▶ EXTRACTED MATERIAL
▼
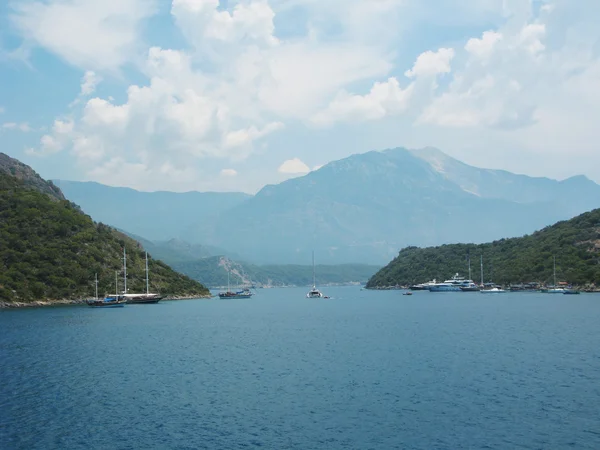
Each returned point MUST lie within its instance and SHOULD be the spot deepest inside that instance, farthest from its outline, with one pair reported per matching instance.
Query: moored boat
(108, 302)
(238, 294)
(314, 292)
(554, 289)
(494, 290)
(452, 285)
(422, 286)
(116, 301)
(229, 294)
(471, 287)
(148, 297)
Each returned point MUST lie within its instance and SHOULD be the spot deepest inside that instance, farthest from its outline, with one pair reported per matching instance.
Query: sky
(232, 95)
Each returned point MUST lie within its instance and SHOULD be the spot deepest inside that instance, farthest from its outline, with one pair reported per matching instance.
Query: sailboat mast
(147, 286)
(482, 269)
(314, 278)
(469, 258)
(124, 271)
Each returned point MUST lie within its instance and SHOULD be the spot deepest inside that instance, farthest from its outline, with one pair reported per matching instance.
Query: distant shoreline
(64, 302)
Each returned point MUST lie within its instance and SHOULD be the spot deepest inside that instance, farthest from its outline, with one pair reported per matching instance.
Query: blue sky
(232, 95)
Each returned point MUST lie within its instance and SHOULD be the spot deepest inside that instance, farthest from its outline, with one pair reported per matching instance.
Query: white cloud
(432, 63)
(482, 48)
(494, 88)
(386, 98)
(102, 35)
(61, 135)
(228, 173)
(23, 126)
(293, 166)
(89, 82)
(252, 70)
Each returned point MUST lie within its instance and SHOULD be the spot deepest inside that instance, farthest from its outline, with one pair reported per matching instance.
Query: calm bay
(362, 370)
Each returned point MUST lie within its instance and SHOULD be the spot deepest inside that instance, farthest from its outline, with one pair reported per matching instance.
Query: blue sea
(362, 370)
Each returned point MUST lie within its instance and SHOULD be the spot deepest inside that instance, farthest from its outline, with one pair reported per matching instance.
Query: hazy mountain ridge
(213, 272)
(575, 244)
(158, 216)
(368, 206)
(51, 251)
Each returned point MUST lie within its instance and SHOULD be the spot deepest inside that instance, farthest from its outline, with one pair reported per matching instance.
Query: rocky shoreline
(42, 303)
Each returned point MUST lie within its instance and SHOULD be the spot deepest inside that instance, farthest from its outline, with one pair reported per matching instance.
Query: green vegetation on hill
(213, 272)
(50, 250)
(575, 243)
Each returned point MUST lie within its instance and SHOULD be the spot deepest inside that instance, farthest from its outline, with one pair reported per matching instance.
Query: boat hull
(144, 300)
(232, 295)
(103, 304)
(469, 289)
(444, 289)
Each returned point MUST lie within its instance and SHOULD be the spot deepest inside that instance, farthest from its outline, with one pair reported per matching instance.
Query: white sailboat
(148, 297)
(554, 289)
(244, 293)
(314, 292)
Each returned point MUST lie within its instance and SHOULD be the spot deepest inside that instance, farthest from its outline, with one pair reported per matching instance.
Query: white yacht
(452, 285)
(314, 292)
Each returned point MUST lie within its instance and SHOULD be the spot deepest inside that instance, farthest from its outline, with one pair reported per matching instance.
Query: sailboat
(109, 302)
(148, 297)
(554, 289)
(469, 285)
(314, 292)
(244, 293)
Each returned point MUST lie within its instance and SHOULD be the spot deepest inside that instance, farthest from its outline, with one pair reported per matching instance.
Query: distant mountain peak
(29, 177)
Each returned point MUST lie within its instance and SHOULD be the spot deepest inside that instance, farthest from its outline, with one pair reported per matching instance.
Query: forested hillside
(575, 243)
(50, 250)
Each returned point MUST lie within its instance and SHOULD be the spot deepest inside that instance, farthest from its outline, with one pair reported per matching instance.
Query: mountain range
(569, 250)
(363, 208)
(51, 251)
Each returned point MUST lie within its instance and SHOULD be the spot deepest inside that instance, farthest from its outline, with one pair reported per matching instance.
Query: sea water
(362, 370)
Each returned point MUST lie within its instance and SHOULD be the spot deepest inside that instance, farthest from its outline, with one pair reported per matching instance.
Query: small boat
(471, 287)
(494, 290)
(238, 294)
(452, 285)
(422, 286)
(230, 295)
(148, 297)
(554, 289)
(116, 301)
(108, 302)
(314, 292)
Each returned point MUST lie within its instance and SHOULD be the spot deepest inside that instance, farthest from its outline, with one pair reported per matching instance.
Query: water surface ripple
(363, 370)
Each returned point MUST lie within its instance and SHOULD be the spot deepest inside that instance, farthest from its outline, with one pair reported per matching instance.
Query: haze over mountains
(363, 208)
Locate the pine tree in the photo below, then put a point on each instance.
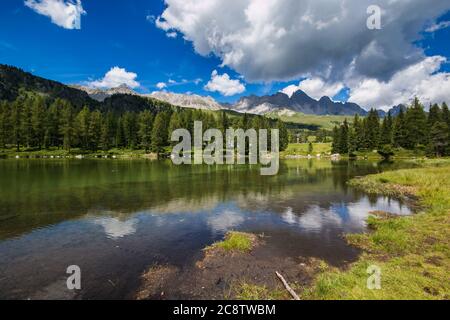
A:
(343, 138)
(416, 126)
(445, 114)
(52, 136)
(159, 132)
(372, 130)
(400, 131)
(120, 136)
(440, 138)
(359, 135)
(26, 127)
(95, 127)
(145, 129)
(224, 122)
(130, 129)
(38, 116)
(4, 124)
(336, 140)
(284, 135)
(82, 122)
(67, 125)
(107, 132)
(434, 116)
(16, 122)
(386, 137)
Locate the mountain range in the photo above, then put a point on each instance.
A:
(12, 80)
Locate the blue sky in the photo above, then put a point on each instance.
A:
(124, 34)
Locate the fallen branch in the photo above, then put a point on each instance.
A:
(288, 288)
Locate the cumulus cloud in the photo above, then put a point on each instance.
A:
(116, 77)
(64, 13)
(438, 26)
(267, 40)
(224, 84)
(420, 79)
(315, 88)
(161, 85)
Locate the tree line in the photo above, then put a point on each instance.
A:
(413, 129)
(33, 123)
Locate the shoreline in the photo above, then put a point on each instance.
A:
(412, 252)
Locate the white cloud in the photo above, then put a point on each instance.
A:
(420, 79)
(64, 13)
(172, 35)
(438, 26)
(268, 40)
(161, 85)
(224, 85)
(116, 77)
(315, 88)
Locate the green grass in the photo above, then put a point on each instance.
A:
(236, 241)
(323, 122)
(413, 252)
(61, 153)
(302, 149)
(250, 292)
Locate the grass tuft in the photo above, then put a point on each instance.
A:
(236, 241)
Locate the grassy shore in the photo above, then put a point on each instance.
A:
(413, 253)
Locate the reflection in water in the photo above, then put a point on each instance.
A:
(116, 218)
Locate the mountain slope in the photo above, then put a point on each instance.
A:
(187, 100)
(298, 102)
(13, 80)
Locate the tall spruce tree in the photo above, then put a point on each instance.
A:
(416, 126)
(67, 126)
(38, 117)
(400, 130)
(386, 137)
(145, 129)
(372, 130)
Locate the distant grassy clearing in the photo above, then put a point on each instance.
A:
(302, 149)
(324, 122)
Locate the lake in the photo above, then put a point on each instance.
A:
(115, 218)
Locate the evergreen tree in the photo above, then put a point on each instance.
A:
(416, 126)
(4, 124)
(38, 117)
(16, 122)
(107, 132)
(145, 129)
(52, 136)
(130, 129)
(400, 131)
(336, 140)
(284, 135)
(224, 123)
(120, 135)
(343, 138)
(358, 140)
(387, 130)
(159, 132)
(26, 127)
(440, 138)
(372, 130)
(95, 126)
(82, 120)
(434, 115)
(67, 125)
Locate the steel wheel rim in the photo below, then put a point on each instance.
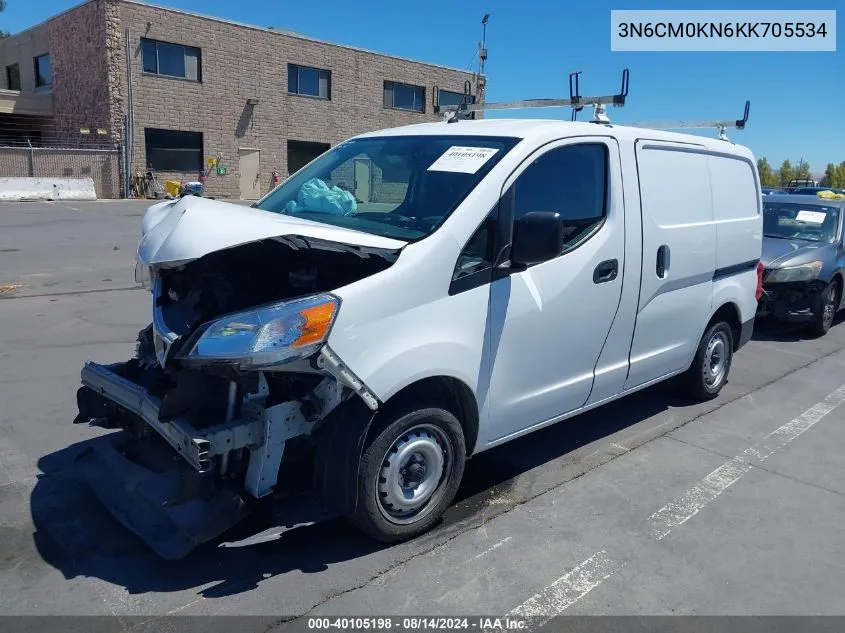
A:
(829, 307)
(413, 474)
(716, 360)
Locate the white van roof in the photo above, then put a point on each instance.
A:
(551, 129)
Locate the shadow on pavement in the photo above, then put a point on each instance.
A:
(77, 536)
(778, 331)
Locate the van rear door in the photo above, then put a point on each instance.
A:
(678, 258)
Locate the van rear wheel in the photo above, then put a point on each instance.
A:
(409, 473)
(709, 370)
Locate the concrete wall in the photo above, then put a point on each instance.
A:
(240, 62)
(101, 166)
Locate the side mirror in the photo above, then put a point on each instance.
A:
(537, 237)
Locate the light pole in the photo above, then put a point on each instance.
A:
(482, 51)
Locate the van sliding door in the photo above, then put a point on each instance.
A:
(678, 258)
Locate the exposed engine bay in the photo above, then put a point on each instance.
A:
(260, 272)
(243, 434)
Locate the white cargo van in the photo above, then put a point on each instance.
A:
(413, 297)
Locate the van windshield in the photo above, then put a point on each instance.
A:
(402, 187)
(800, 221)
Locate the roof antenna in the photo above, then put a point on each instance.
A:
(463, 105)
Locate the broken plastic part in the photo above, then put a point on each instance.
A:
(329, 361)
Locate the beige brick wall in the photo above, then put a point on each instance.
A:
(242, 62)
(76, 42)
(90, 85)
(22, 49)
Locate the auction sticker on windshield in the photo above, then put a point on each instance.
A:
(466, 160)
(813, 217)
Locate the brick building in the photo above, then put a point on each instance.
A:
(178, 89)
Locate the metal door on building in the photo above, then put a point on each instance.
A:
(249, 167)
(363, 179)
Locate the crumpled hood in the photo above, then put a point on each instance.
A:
▲
▶ DESCRIPTION OF THE TASK
Beginning with the line containing "Locate the crumpled", repeat each line of the listing above, exactly, through the last one, and stop there.

▶ EXPECTED OUTPUT
Locate the crumpled hood in the photo above, then put a point on each instance.
A:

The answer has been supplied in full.